## Prompt:
Please set out every line of the records below as a numbered list, leaving out any blank lines.

## Data section:
--------------------
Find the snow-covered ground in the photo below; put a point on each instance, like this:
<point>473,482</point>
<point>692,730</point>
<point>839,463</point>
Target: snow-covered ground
--------------------
## Finished task:
1. Find the snow-covered ground in the photo below; put a point on each instance, like this:
2. <point>473,482</point>
3. <point>692,730</point>
4. <point>839,463</point>
5. Target: snow-covered ground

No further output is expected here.